Coordinate labeling data:
● ● ● ● ● ● ●

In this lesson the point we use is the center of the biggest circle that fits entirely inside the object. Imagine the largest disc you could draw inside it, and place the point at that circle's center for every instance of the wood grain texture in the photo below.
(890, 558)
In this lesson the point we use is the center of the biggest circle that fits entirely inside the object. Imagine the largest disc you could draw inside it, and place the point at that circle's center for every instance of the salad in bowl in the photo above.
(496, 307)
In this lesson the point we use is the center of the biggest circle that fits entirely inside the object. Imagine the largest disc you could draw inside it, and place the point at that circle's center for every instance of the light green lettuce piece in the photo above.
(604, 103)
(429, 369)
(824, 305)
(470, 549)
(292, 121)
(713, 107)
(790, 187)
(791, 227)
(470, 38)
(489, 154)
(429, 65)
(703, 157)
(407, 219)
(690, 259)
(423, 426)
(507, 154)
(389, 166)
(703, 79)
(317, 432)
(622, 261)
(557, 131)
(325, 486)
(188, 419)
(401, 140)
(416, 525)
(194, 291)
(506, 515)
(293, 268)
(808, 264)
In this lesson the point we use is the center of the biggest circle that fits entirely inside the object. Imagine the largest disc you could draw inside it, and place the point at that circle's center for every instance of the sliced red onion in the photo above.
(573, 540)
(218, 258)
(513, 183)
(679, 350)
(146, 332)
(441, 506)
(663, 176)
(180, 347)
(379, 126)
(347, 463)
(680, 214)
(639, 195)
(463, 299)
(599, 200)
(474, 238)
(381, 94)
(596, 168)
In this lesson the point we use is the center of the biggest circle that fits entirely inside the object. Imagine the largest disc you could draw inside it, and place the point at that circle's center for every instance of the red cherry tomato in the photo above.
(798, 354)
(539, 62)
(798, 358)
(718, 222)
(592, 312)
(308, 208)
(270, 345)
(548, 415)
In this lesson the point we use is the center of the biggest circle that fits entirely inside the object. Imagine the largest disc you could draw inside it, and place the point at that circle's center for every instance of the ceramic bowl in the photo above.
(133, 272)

● ● ● ● ● ● ●

*GIVEN INSTRUCTION:* Could you return all of the rows above verbatim, with no changes?

*ANSWER BELOW:*
In this lesson the point we use is the center of the biggest circle that fits entirely inside the object. Imagine the largest disc you could draw inside it, and place the point at that circle's center for every instance of the wood grain texture in the photo below.
(890, 558)
In this lesson the point we use is the center of the biggest circle that fits entirely inside the object. Imagine the largest disc you could draw inside it, and place the point at that circle's center for every instance of the salad in bowl in the photo above.
(496, 307)
In this lesson the point we use is the center of the biggest circle that fits entirely inside the object. Imagine the largest disc you could draw inside it, and place the point at that circle's center for every instance of the light green lettuce piece in the photo above.
(604, 103)
(429, 369)
(824, 305)
(470, 549)
(292, 121)
(713, 107)
(790, 187)
(791, 227)
(470, 38)
(489, 154)
(429, 65)
(703, 157)
(407, 219)
(690, 259)
(423, 426)
(507, 154)
(389, 166)
(703, 79)
(317, 432)
(622, 261)
(557, 131)
(325, 486)
(188, 419)
(401, 140)
(416, 525)
(194, 291)
(506, 515)
(293, 268)
(808, 264)
In this lesson the point we use is the center of the biggest circle that fits entirely inside the object. Imagine the largest disc you could draw inside it, and place the point at that circle's center for every instance of the sliced red onion in the photo above.
(573, 540)
(218, 258)
(513, 183)
(679, 350)
(146, 332)
(441, 506)
(663, 176)
(180, 347)
(379, 126)
(347, 463)
(680, 214)
(639, 195)
(463, 299)
(599, 200)
(474, 238)
(381, 94)
(596, 168)
In this lesson the point we use is the center of the biggest circle that fits entirely inside the object. Imagine the largest disc you could draw inside it, and place the point at that circle's center for every instance of the red cherry tomato in the photo above.
(798, 354)
(539, 62)
(798, 358)
(718, 222)
(592, 312)
(308, 208)
(270, 345)
(548, 415)
In this lesson the point we use is the center of the biggest circle that fits entirely inside the object. Imagine the largest disc you could draw inside it, and place the point at that circle's center for every instance of the ceramic bowl in the photo above.
(133, 272)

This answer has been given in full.